Фрагмент документа ▸
■ ■ ■ ■

Наша работа нацелена на изучение наиболее близкой психоанализу с эстетической, методологической, культурологической точек зрения части русской литературы – авангарду. В этом ракурсе вопрос практически не затрагивался.
Среди современных исследований темы можно выделить спорный и неоднозначный, но значительный и опережающий время труд И. П. Смирнова «Психоистория русской литературы от романтизма до наших дней» (1994) [203], в одной из частей которого дан репрезентативный анализ психотипических особенностей ряда авторов русской авангардной литературы.
Однако для нас важна принципиально иная задача – мы не изучаем психотипы русских авангардистов и тем более не ставим «диагноз» авангардной эпохе. Мы исследуем, во-первых, фактические контексты непосредственного или опосредованного восприятия идей Зигмунда Фрейда в авангардном творчестве и, во-вторых, имманентные литературным произведениям русских авангардистов психоаналитические конструкты (такие как диссоциация, онейрическая реальность, свободные ассоциации, афазии и т. п.) и их влияние на развитие литературного дискурса.
Мы рассматриваем влияние фрейдизма на творчество русских футуристов в 1910-е годы, в частности, на формирование оригинальной поэтики ошибки (или иначе – поэтики деструктивности) кубофутуристов и группы заумников «41°». Не меньший исследовательский интерес вызывает интерференция дискурсов психоанализа и русской авангардной литературы в 1920-е годы – время, когда психоанализ приобретал в России институциональные формы.
Искусство авангарда первой половины XX века проявляло особое внимание к психоанализу. Многие западноевропейские и отечественные авангардисты живо интересовались фрейдистскими идеями, ярко и оригинально их использовали в своём экспериментальном творчестве. Представляется вполне уместным исследовательское рассмотрение самого фрейдизма в качестве важной составляющей авангардной культуры, так как психоаналитический дискурс формировался в контексте радикального поворота в осмыслении человеческой психики и смены традиционной парадигмы восприятия искусства и литературы.
Так, в контексте западного авангарда психоанализ был воспринят как своего рода верифицирующая экспериментальные художественные поиски модель. Самые разные художники-новаторы – Андре Бретон, Сальвадор Дали, Франц Кафка, Марсель Пруст, Джеймс Джойс, Самюэль Беккет и многие другие – искали не столько теоретической поддержки психоанализа, сколько эвристического подтверждения и научного обоснования уже существующих творческих идей, одновременно находя питательную почву креативности в таинственной области бессознательного, открытой и описанной Зигмундом Фрейдом.

■ ■ ■ ■

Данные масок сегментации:

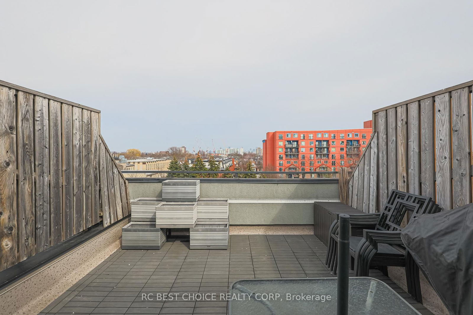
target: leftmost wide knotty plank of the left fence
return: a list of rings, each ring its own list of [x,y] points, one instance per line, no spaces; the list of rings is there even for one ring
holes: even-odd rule
[[[18,262],[15,90],[0,86],[0,270]]]

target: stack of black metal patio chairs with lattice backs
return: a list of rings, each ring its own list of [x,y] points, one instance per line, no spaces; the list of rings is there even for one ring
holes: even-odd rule
[[[356,277],[369,275],[370,266],[379,266],[387,275],[387,266],[406,268],[409,293],[420,297],[419,270],[412,257],[406,252],[401,240],[401,224],[404,218],[410,222],[422,214],[437,213],[441,210],[430,197],[392,190],[388,201],[380,213],[350,216],[352,236],[350,236],[350,255],[352,269]],[[362,227],[362,234],[356,233]],[[337,271],[338,221],[329,230],[329,244],[325,264],[334,273]]]

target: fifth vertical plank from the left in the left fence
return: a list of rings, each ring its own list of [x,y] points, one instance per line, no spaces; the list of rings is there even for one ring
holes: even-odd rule
[[[72,106],[62,103],[62,239],[74,235]]]

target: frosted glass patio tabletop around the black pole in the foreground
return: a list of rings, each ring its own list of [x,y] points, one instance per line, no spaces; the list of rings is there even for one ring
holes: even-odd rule
[[[233,283],[229,314],[336,315],[337,278],[252,279]],[[384,282],[349,279],[350,315],[420,315]]]

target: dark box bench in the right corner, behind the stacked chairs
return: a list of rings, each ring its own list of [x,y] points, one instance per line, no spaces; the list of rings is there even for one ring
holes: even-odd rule
[[[330,226],[338,215],[345,213],[364,214],[365,212],[350,207],[342,202],[314,202],[314,235],[328,245]]]

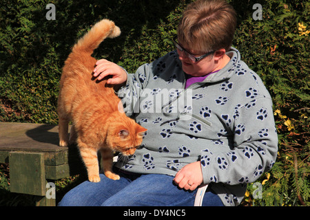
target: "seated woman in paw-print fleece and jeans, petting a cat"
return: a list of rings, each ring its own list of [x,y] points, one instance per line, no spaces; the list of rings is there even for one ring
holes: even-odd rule
[[[118,157],[121,179],[85,181],[59,205],[193,206],[209,184],[203,206],[238,206],[273,166],[278,138],[267,89],[231,47],[235,29],[228,3],[198,0],[180,19],[176,51],[135,74],[98,61],[94,76],[123,85],[125,111],[147,135],[130,159]]]

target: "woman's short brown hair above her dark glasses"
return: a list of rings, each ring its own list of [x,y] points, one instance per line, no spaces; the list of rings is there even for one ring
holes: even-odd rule
[[[178,41],[201,54],[231,47],[236,30],[236,12],[225,0],[190,3],[178,24]]]

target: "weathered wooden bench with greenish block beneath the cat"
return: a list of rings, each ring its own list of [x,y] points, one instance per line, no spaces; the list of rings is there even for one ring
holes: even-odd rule
[[[48,182],[85,173],[76,146],[61,147],[58,126],[0,122],[0,163],[10,164],[10,191],[35,195],[37,206],[55,206]]]

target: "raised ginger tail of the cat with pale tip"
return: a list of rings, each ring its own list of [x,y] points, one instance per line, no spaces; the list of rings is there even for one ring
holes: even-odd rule
[[[94,50],[99,47],[100,43],[106,38],[114,38],[121,34],[121,30],[113,21],[103,19],[96,23],[87,34],[85,34],[74,45],[72,52],[87,53],[92,55]]]

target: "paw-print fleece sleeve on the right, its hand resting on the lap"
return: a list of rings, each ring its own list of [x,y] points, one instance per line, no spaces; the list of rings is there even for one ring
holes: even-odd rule
[[[231,126],[230,151],[216,153],[205,150],[200,157],[205,184],[247,184],[270,170],[276,161],[278,137],[270,98],[257,98],[239,107],[238,118]]]

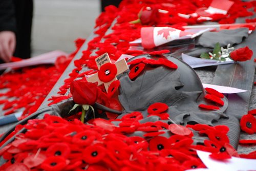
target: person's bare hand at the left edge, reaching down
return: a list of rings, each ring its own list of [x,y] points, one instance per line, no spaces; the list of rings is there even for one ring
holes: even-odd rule
[[[16,45],[15,33],[12,31],[0,32],[0,58],[9,62]]]

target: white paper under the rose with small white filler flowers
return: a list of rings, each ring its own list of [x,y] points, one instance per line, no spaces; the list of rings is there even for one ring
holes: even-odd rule
[[[186,62],[192,68],[218,66],[218,65],[223,65],[223,64],[234,62],[230,58],[226,58],[226,61],[218,61],[218,60],[197,58],[197,57],[186,55],[184,53],[181,56],[182,56],[182,60],[184,62]]]

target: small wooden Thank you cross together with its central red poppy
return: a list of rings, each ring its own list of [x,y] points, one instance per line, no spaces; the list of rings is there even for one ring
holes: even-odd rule
[[[95,58],[99,72],[87,78],[88,82],[98,82],[98,85],[102,83],[105,86],[106,91],[111,82],[117,80],[116,76],[122,74],[128,70],[125,59],[121,59],[115,63],[111,63],[108,53]]]

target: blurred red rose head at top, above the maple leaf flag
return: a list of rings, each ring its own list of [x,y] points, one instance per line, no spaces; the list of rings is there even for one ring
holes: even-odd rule
[[[143,10],[140,16],[142,25],[155,25],[159,20],[159,12],[156,7],[151,7],[150,10]]]

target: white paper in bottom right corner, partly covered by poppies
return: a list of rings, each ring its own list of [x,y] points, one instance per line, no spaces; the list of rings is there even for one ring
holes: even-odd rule
[[[210,153],[197,151],[199,158],[210,170],[242,171],[256,170],[256,159],[243,159],[232,157],[224,161],[214,160],[209,157]]]

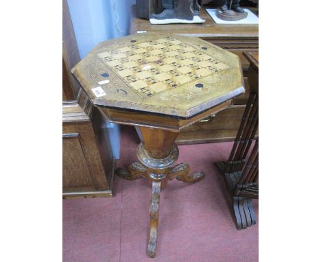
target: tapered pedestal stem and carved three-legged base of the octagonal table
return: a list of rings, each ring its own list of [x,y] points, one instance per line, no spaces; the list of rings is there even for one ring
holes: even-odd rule
[[[178,147],[175,144],[177,132],[143,127],[140,130],[143,139],[137,148],[137,157],[141,163],[132,163],[128,171],[117,169],[116,174],[127,180],[143,177],[152,184],[147,255],[155,257],[160,190],[166,186],[167,180],[176,178],[183,182],[198,182],[204,178],[204,174],[197,172],[189,175],[190,168],[186,163],[171,167],[178,158]]]

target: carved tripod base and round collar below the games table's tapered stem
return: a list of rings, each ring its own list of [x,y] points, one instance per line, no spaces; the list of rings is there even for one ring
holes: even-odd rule
[[[198,182],[204,178],[202,172],[189,174],[190,168],[186,163],[180,163],[171,167],[178,158],[178,147],[172,145],[171,152],[165,158],[152,158],[148,156],[147,150],[141,143],[137,150],[137,156],[141,163],[133,162],[129,165],[128,170],[117,169],[116,174],[127,180],[136,180],[145,178],[152,182],[152,196],[150,198],[150,237],[147,245],[148,257],[156,256],[156,241],[158,228],[158,212],[160,191],[167,184],[168,180],[176,178],[182,182]]]

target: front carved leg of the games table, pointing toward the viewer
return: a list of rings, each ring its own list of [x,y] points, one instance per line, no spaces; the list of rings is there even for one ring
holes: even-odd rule
[[[152,196],[150,198],[150,239],[148,240],[147,246],[148,257],[156,256],[160,184],[161,182],[152,182]]]

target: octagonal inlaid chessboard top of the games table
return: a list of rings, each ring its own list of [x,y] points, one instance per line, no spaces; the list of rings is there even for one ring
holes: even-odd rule
[[[173,34],[149,32],[99,43],[73,74],[96,106],[181,118],[244,92],[236,55]]]

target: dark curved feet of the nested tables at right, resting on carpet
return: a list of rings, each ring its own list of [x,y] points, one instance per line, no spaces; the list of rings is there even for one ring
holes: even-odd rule
[[[241,171],[225,173],[226,162],[219,161],[215,163],[219,172],[224,176],[226,187],[230,193],[230,202],[232,204],[235,224],[238,230],[246,229],[248,226],[256,224],[255,214],[252,206],[252,198],[244,198],[234,195],[235,185],[239,181]]]

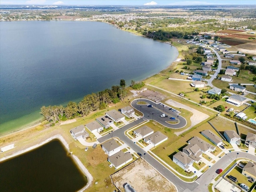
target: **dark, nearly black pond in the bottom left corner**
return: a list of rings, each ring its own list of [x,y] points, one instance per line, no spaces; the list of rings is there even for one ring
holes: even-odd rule
[[[86,176],[57,139],[1,162],[0,172],[4,192],[75,192],[87,184]]]

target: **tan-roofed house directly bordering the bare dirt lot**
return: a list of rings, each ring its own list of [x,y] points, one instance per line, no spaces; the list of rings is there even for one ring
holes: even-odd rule
[[[115,169],[119,169],[128,162],[132,161],[132,154],[130,154],[130,152],[124,153],[122,151],[119,151],[116,154],[108,157],[108,161],[113,164]]]

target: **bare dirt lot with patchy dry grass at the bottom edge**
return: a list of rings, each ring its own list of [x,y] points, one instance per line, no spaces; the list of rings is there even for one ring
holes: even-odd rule
[[[176,187],[141,158],[112,175],[116,187],[124,192],[130,184],[137,192],[177,192]]]

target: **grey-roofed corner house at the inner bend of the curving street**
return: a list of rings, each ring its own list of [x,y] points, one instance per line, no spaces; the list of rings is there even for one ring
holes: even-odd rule
[[[189,170],[189,168],[194,163],[194,160],[192,158],[190,158],[187,154],[181,151],[179,151],[172,157],[172,161],[186,171]]]

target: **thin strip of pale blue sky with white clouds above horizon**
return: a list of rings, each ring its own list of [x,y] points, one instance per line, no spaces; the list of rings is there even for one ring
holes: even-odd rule
[[[0,0],[0,5],[255,5],[255,0]]]

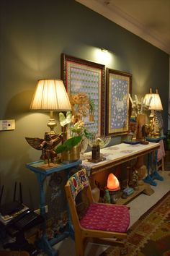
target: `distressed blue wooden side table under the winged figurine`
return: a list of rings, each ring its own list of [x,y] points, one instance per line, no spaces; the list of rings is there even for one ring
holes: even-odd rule
[[[67,163],[67,164],[54,164],[50,163],[50,166],[48,164],[45,164],[44,161],[36,161],[32,163],[27,163],[26,167],[30,169],[30,171],[33,171],[35,175],[37,176],[37,181],[40,186],[40,214],[42,217],[45,218],[45,192],[44,192],[44,182],[47,176],[50,174],[60,172],[60,171],[66,171],[67,174],[69,174],[69,171],[71,168],[79,166],[81,164],[81,161],[75,161],[73,163]],[[68,221],[68,225],[70,222]],[[56,238],[50,239],[48,241],[48,236],[46,234],[46,223],[42,224],[42,237],[40,238],[40,242],[38,243],[39,247],[46,252],[50,256],[56,256],[58,255],[58,251],[53,249],[53,244],[56,244],[66,238],[67,236],[71,235],[71,227],[68,226],[68,231],[63,232],[63,234],[58,235]],[[73,235],[73,234],[72,234]]]

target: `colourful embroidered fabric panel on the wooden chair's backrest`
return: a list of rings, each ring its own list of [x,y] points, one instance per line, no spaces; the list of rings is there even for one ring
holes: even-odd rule
[[[89,179],[86,175],[86,170],[81,169],[81,171],[76,172],[73,174],[70,179],[68,179],[68,184],[71,187],[71,193],[73,196],[73,200],[76,199],[76,196],[81,192],[84,187],[89,186]]]

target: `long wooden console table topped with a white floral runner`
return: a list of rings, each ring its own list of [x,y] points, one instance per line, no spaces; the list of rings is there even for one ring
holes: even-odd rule
[[[91,158],[91,152],[85,153],[84,154],[85,160],[82,161],[81,165],[84,168],[86,168],[89,176],[93,176],[94,174],[97,174],[101,171],[104,172],[109,168],[131,161],[142,155],[151,155],[153,152],[158,150],[158,148],[159,148],[159,144],[153,143],[153,142],[149,142],[148,145],[143,145],[140,143],[135,145],[121,143],[108,148],[102,148],[100,150],[100,153],[106,159],[99,163],[91,163],[90,161],[88,161],[88,159]],[[149,165],[150,165],[150,162],[148,161],[148,170],[150,170]],[[147,193],[147,189],[148,189],[148,193]],[[130,197],[128,197],[128,200],[131,200],[140,192],[146,192],[147,195],[151,195],[151,193],[153,193],[153,190],[152,192],[151,190],[152,189],[149,184],[143,184],[143,186],[140,186],[139,191],[135,191],[133,195],[130,195]],[[128,200],[121,199],[119,203],[123,204],[123,203],[126,203]]]

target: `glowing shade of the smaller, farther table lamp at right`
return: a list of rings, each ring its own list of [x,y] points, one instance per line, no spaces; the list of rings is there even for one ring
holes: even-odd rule
[[[158,111],[163,110],[161,98],[158,95],[158,93],[146,94],[143,101],[146,103],[146,105],[149,105],[149,109],[151,110],[158,110]]]

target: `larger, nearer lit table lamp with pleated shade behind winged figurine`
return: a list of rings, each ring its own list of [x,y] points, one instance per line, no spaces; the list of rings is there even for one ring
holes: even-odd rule
[[[50,134],[55,134],[57,125],[53,111],[71,111],[71,103],[62,80],[41,79],[37,81],[35,93],[30,105],[32,111],[50,111]]]

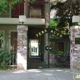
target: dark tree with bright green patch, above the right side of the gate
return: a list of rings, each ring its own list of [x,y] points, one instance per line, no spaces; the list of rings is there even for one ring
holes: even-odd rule
[[[80,0],[51,0],[51,1],[52,2],[50,9],[55,10],[56,14],[51,19],[50,26],[53,28],[58,28],[59,31],[61,31],[62,33],[65,32],[67,33],[69,27],[73,25],[72,16],[80,14]]]

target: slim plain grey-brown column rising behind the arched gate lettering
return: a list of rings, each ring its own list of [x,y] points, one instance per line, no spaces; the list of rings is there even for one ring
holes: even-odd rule
[[[46,21],[46,26],[45,28],[49,27],[49,23],[50,23],[50,0],[47,0],[48,3],[45,4],[45,21]],[[48,46],[49,42],[48,42],[48,34],[45,34],[44,36],[44,47]],[[48,64],[48,51],[45,50],[44,48],[44,61],[46,64]]]

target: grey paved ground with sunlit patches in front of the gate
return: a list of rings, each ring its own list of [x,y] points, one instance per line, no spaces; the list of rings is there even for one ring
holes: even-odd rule
[[[27,71],[0,71],[0,80],[74,80],[74,73],[80,73],[80,71],[70,69],[30,69]]]

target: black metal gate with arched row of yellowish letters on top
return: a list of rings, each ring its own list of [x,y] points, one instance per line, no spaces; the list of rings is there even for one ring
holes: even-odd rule
[[[38,32],[36,36],[41,37],[46,33],[48,33],[48,46],[45,47],[45,49],[48,51],[47,66],[57,67],[56,65],[58,65],[58,67],[69,67],[69,36],[62,36],[62,34],[58,30],[53,28],[45,28],[42,31]],[[51,35],[56,36],[56,38],[51,38]]]

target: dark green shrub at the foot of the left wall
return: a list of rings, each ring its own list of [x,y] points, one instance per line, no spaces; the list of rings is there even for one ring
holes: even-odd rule
[[[7,53],[4,51],[0,52],[0,66],[5,67],[15,58],[13,53]]]

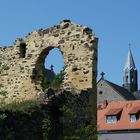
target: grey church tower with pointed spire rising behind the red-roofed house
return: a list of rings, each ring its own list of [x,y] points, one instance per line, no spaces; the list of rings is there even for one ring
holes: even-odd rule
[[[129,92],[138,90],[138,75],[131,49],[129,48],[126,64],[123,71],[123,87]]]

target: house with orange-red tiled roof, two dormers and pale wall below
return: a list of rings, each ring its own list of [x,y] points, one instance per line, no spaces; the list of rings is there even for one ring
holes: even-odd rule
[[[140,100],[98,104],[98,140],[139,140]]]

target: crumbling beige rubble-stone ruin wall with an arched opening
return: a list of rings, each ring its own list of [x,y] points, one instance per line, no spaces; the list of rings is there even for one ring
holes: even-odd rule
[[[0,90],[7,92],[6,96],[0,95],[1,102],[40,98],[45,57],[53,48],[59,48],[66,66],[62,88],[95,92],[97,43],[91,29],[64,20],[17,39],[12,47],[0,48],[0,67],[4,68],[0,72]],[[26,50],[21,51],[21,46]]]

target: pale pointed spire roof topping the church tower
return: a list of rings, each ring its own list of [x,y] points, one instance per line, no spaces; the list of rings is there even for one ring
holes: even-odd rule
[[[133,59],[133,55],[132,55],[132,52],[131,52],[130,48],[128,50],[128,56],[127,56],[127,60],[126,60],[124,70],[125,69],[129,69],[129,70],[130,69],[136,69],[134,59]]]

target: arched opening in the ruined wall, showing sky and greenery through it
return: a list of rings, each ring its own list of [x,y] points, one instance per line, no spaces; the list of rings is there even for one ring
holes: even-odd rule
[[[64,59],[58,48],[49,51],[44,60],[43,89],[60,88],[64,76]]]

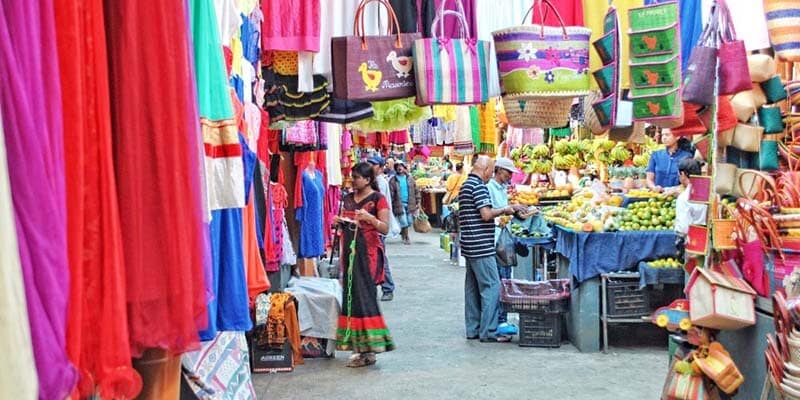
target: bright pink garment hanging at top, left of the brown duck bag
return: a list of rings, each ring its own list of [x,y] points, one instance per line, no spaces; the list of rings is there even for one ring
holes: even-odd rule
[[[319,51],[320,0],[264,1],[261,12],[262,49]]]

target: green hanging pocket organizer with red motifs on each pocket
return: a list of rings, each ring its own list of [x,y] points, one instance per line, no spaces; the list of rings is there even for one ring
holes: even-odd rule
[[[664,128],[683,124],[678,3],[628,11],[633,120]]]

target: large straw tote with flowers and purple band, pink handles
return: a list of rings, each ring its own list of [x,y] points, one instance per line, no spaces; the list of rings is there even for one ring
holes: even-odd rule
[[[544,26],[545,8],[560,27]],[[591,30],[564,26],[550,0],[535,0],[539,24],[492,33],[504,95],[520,97],[575,97],[589,93],[589,37]],[[525,15],[527,18],[527,14]]]

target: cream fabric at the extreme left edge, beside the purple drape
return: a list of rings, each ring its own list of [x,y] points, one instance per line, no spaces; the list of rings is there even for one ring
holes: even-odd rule
[[[39,381],[14,229],[5,143],[0,116],[0,221],[4,221],[0,224],[0,398],[33,400],[39,394]]]

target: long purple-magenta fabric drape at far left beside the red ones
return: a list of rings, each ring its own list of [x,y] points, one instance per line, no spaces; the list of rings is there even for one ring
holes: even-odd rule
[[[65,343],[69,273],[60,102],[52,0],[0,0],[0,107],[41,399],[65,398],[77,380]]]

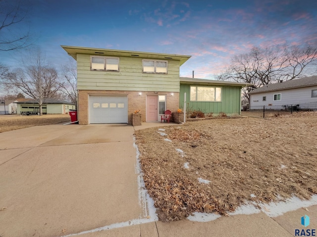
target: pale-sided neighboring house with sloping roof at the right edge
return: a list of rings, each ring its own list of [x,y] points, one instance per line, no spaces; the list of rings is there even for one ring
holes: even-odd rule
[[[250,109],[317,109],[317,76],[267,84],[251,92]]]

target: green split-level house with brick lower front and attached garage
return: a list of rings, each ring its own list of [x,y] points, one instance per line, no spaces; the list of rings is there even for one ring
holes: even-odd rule
[[[77,61],[79,124],[131,124],[136,110],[143,122],[159,121],[165,110],[182,107],[184,92],[189,106],[204,113],[240,111],[246,84],[179,77],[180,66],[191,56],[61,47]]]

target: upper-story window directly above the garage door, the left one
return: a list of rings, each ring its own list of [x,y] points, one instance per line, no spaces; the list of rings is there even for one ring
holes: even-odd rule
[[[92,71],[119,71],[119,58],[91,56]]]

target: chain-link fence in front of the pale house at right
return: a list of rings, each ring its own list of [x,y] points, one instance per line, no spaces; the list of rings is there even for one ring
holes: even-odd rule
[[[317,111],[317,102],[298,103],[289,105],[264,105],[264,106],[243,106],[241,115],[260,118],[271,118],[280,115],[289,115],[299,111]]]

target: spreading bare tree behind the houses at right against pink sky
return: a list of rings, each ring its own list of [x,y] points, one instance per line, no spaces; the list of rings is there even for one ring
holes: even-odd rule
[[[254,47],[249,53],[234,56],[218,79],[254,84],[243,89],[243,95],[250,102],[251,90],[280,80],[317,75],[316,65],[317,44]]]

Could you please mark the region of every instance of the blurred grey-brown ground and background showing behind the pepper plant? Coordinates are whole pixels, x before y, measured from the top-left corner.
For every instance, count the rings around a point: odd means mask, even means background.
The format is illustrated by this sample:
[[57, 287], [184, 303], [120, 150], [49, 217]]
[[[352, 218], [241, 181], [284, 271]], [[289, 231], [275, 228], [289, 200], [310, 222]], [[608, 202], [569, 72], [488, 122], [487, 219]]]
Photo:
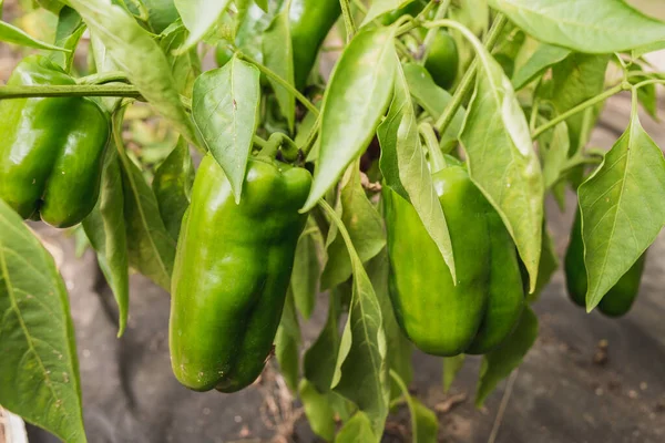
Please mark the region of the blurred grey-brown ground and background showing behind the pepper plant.
[[[665, 20], [663, 0], [630, 2]], [[32, 11], [31, 0], [6, 0], [3, 20], [41, 40], [53, 39], [49, 32], [55, 16]], [[27, 53], [0, 43], [0, 84]], [[665, 52], [647, 59], [665, 71]], [[332, 62], [327, 60], [323, 65]], [[85, 58], [78, 63], [85, 66]], [[213, 68], [212, 61], [206, 68]], [[665, 111], [663, 101], [658, 105]], [[611, 99], [590, 145], [610, 148], [627, 125], [630, 107], [630, 95]], [[175, 144], [175, 135], [145, 105], [134, 106], [127, 120], [127, 147], [149, 166], [150, 176], [151, 166]], [[642, 123], [665, 147], [665, 125], [646, 114]], [[572, 193], [566, 213], [553, 202], [548, 204], [549, 229], [560, 258], [567, 246], [574, 205]], [[257, 383], [233, 395], [194, 393], [181, 387], [171, 373], [168, 358], [168, 295], [139, 275], [131, 280], [127, 331], [116, 339], [113, 297], [82, 231], [55, 230], [43, 224], [33, 228], [55, 257], [70, 291], [91, 442], [316, 441], [275, 362]], [[319, 302], [311, 320], [301, 321], [305, 347], [325, 322], [326, 306]], [[535, 347], [481, 410], [473, 406], [477, 358], [468, 359], [451, 391], [444, 394], [441, 359], [415, 353], [410, 389], [437, 412], [439, 441], [665, 442], [665, 234], [649, 250], [641, 295], [624, 318], [586, 315], [573, 306], [561, 270], [535, 311], [541, 321]], [[18, 423], [0, 411], [0, 443], [21, 442], [22, 431], [10, 440], [10, 431], [20, 430]], [[409, 432], [408, 411], [402, 408], [389, 416], [385, 441], [409, 441]], [[27, 434], [34, 443], [57, 441], [31, 426]]]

■ ■ ■ ■

Цель задания ▸
Продолжите текст о психоанализе и русском литературном авангарде, начав сразу после его последнего предложения.

Поле ответа ▸
Безусловно, многие представители искусства не могли знать глубоко фрейдистское учение, однако сама атмосфера научно-теоретических дискуссий, проходивших вокруг психоанализа на протяжении всей первой половины XX столетия в самых широких интеллектуальных кругах, влияла даже на неосознаваемом уровне на творчество выдающихся мастеров искусства авангарда:
Крупнейшие представители авангарда…, – отмечает В. В. Бычков, – часто вполне сознательно обращались к сфере бессознательного, стремясь именно её вожделения, интенции, образы довести тем или иным способом до прямого, обходящего контроль «цензуры» предсознания (Я), воплощения в своих произведениях. Дадаизм, отчасти экспрессионизм, сюрреализм, театр абсурда, литература «потока сознания», динамический абстракционизм, абстрактный экспрессионизм, поп-арт, живопись действия, многие феномены постмодернизма, почти все крупнейшие личности в изобразительном искусстве (Клее, Шагал, Пикассо, Дали, Миро и др.), писатели (Кафка, Джойс, Т. Манн, Гарсиа Маркес и др.) и кинорежиссеры (Бергман, Феллини, Антониони, Бертоллучи, Гринуэй и др.) XX в. чаще сознательно (иногда бессознательно) творчески трансформировали идеи фрейдизма в своем искусстве и нередко делали на них достаточно сильные акценты. Далеко не всегда эта акцептация была корректной и органичной [132, с. 469].
Известно, что западноевропейские дадаисты и сюрреалисты активно использовали в своём творчестве приём автоматического письма, который появился в результате увлечённого изучения обширной психологической традиции, восходящей к концепциям французского психолога Т. Рибо (1839–1916) и американского философа и психолога У. Джеймса (1842–1910) (теория «автоматического письма»), теориям французского психиатра Г.-Г. Клерамбо (1872–1934) и российского психиатра В. Х. Кандинского (1849–1889) (концепция «психического автоматизма»), психоаналитическим техникам К.-Г. Юнга (1875–1961) и З. Фрейда (1856–1939) («метод свободных ассоциаций») (об этих теориях см. работу И. Е. Сироткиной [199]). Сюрреалистическое «автоматическое письмо» в большей степени было сходно по своим принципам психоаналитическому методу свободных ассоциаций, выражаясь в спонтанном когнитивном акте, неконтролируемом «цензурой» рационального сознания. Подобный художественный метод, воплощающий в себе спонтанность и контингентность творческой стихии, получил широкое распространение в авангардном искусстве самых разных течений:
В самых продвинутых современных арт-практиках любой жест художника воспринимается как художественно значимый, ибо у его носителя он является транслятором какой-либо бессознательной интенции [132, с. 469].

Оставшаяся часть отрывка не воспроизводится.